◆ About this exercise
Lines holding the word "white" are the ones to copy from the data below.

◆ Materials provided
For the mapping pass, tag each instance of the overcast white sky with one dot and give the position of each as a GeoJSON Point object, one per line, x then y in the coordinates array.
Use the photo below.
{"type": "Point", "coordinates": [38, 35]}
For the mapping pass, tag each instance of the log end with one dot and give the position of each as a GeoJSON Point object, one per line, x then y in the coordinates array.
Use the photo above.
--
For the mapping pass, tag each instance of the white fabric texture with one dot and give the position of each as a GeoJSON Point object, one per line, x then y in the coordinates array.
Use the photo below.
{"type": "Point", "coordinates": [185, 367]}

◆ Worked solution
For the mapping pass, tag each instance of the overcast white sky with one dot and give the position of each as a GeoJSON Point object, one per line, x then y in the coordinates array.
For the mapping pass, tag each instance of the white fabric texture with one dot and give the position of each as a GeoJSON Point object, one per line, x then y in the coordinates array.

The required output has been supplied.